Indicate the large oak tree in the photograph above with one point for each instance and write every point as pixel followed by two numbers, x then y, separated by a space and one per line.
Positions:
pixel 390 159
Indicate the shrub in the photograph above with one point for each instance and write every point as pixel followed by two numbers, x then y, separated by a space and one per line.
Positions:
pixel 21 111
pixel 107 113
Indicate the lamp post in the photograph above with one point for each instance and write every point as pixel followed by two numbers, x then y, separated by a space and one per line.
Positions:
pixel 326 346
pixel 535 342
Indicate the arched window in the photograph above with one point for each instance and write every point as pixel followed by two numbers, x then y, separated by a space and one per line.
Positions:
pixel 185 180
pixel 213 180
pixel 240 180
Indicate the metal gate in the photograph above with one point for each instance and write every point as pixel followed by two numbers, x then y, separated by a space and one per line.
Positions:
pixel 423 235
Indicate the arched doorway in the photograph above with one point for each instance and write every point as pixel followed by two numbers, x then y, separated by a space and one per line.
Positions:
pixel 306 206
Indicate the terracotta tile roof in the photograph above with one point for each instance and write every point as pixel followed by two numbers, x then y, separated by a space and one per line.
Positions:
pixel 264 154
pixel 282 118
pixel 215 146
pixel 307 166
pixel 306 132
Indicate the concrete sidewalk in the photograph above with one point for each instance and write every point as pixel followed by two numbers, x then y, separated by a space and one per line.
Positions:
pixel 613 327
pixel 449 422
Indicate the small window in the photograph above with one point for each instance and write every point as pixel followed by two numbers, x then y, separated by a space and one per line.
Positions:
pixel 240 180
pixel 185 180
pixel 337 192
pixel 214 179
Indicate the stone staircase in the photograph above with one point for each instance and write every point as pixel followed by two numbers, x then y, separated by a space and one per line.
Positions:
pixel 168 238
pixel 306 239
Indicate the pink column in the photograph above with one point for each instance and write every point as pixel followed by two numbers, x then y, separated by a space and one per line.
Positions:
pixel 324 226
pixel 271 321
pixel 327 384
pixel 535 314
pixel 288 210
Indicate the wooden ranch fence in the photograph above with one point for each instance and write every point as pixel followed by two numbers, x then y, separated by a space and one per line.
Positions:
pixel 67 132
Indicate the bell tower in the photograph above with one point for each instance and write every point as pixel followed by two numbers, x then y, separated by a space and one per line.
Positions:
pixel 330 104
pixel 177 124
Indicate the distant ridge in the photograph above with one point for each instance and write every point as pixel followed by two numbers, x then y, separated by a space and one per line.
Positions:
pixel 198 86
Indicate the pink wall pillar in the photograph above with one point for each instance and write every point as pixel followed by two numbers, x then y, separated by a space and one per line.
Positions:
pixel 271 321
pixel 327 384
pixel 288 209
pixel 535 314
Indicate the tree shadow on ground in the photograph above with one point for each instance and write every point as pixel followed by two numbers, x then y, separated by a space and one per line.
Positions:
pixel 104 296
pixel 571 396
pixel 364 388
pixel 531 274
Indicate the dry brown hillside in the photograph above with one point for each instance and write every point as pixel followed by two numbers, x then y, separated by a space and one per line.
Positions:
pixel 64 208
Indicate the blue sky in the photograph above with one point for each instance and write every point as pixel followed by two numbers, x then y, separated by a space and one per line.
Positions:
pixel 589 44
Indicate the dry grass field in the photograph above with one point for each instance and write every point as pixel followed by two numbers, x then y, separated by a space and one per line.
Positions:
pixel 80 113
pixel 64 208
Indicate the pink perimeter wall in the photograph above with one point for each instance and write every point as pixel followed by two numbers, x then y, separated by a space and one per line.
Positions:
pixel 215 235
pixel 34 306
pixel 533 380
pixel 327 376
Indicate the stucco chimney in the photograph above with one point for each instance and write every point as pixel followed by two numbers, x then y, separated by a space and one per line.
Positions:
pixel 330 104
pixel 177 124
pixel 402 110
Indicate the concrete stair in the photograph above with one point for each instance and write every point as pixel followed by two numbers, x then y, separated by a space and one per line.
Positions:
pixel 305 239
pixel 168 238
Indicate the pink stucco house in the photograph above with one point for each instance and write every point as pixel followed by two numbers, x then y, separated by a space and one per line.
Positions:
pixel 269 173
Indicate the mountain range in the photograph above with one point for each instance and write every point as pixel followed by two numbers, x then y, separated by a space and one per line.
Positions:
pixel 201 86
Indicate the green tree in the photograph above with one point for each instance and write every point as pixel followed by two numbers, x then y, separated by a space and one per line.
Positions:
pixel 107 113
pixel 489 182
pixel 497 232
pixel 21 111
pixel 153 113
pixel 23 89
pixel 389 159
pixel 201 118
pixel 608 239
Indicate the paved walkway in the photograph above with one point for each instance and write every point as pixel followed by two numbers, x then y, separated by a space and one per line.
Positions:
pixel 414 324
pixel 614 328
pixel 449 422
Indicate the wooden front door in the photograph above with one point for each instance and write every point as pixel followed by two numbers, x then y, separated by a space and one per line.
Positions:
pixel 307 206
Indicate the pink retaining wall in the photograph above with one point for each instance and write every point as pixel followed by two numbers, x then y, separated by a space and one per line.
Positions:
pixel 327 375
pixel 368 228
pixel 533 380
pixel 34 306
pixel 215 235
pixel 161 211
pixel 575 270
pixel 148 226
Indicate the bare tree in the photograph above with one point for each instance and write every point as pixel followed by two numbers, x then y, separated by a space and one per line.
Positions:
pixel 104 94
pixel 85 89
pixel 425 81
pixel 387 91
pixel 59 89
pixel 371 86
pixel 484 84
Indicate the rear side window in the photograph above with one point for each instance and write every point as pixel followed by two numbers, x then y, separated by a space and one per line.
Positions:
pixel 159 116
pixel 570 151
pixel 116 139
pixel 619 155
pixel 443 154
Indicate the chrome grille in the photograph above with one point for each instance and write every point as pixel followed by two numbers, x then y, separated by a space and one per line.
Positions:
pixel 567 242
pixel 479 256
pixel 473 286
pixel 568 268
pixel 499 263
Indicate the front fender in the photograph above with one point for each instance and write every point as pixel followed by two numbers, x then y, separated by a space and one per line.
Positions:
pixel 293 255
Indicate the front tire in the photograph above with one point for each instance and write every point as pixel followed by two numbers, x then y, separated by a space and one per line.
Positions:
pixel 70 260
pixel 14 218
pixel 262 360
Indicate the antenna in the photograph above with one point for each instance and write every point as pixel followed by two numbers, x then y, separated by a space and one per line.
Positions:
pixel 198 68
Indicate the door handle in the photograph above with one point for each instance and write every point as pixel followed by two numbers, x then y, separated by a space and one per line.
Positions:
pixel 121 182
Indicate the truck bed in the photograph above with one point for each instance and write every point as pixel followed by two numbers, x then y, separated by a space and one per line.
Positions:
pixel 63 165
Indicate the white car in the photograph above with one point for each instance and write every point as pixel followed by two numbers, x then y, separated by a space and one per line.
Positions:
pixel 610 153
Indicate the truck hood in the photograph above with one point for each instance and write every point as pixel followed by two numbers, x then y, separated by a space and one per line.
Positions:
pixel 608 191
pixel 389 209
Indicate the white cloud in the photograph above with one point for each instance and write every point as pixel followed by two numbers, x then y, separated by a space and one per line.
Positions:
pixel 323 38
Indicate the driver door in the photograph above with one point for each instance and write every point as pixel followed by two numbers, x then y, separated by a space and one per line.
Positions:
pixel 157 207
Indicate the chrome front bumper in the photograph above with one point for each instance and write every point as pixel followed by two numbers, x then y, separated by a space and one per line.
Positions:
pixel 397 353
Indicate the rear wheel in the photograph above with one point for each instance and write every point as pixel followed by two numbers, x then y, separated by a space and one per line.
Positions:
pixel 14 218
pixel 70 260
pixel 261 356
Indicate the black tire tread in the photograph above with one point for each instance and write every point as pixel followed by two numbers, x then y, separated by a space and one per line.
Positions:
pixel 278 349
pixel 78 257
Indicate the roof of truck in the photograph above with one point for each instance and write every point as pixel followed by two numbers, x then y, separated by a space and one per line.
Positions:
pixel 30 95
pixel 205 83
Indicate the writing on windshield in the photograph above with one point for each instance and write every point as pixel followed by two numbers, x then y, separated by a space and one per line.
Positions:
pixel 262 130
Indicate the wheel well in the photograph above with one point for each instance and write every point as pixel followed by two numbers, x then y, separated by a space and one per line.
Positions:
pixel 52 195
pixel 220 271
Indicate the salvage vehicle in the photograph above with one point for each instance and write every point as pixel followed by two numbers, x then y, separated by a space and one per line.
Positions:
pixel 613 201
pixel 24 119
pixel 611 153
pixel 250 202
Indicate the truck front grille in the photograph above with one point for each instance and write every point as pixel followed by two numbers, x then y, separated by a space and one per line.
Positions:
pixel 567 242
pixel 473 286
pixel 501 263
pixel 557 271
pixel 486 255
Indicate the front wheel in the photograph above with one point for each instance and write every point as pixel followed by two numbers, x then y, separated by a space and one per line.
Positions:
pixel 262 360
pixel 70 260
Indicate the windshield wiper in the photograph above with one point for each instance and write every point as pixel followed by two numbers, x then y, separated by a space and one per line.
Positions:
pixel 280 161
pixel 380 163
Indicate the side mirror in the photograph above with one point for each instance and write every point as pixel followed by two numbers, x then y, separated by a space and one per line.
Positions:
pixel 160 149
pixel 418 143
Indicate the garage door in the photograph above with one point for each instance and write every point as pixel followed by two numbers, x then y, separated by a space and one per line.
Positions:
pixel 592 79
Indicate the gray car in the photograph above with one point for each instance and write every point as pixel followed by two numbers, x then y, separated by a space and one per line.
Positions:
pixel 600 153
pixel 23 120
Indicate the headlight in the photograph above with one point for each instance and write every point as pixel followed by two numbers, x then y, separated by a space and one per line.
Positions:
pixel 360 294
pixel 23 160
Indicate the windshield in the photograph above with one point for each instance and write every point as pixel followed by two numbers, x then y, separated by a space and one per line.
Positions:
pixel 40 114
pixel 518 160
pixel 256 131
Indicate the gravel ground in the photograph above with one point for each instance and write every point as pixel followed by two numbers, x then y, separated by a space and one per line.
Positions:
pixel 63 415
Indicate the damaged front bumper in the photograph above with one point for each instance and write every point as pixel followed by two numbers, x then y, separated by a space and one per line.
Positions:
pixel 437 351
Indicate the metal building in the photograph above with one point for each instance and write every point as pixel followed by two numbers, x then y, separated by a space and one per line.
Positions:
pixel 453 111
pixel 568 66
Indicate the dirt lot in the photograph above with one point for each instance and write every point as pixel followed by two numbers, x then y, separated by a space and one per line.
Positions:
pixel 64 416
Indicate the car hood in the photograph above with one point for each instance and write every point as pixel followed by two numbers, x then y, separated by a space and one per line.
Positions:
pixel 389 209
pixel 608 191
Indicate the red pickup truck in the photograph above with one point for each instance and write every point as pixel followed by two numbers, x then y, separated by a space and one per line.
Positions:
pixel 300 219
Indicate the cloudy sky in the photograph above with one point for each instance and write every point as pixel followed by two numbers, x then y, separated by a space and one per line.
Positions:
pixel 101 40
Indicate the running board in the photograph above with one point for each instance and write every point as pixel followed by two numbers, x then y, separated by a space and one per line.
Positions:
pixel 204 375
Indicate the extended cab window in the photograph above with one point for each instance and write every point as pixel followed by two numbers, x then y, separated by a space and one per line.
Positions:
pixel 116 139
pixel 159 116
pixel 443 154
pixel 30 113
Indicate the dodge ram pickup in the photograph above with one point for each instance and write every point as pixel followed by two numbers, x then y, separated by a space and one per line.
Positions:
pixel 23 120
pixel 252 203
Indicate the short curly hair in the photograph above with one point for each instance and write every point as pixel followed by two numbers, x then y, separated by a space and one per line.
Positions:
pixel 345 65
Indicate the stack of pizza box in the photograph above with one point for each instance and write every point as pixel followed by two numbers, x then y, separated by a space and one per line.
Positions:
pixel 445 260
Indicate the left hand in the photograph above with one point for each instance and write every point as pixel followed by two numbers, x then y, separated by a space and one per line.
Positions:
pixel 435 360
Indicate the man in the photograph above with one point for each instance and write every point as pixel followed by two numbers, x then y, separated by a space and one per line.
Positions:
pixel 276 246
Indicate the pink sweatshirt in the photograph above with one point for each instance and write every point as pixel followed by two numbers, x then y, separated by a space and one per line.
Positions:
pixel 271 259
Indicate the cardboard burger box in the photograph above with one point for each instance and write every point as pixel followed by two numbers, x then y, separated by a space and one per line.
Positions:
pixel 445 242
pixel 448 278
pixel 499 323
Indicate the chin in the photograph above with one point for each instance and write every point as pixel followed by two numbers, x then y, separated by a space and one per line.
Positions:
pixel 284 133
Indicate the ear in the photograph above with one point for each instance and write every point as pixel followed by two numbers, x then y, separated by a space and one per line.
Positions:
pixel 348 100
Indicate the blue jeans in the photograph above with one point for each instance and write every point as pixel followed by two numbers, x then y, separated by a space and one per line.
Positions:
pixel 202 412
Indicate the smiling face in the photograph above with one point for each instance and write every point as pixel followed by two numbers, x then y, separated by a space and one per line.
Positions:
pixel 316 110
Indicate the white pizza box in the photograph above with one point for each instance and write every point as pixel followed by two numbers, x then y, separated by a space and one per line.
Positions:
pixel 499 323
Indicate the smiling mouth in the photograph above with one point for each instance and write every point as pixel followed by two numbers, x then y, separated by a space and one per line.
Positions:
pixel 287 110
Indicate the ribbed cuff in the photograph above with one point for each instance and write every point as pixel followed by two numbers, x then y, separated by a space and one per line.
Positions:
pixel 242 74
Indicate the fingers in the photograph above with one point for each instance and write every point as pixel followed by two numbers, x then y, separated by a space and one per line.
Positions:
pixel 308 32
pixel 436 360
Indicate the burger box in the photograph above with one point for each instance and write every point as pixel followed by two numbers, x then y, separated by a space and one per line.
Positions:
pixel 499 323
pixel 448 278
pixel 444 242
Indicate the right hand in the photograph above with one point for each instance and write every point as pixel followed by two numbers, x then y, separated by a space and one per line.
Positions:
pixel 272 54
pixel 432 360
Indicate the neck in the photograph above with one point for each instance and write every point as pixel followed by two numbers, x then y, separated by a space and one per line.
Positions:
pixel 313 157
▬▬▬
* [Task instructions] Rewrite the part of the records that opens with the line containing "Indicate the chrome grille" and closes with the line containing "pixel 499 263", changing "chrome grille" to "radiator grille" and leaving everything else as it stands.

* [Written response]
Indicate the radiator grille in the photograph above with one point for each instance and write every point as pixel followed by two numbers, x then y, separated by a space and one per line.
Positions:
pixel 567 242
pixel 479 256
pixel 473 286
pixel 568 268
pixel 499 263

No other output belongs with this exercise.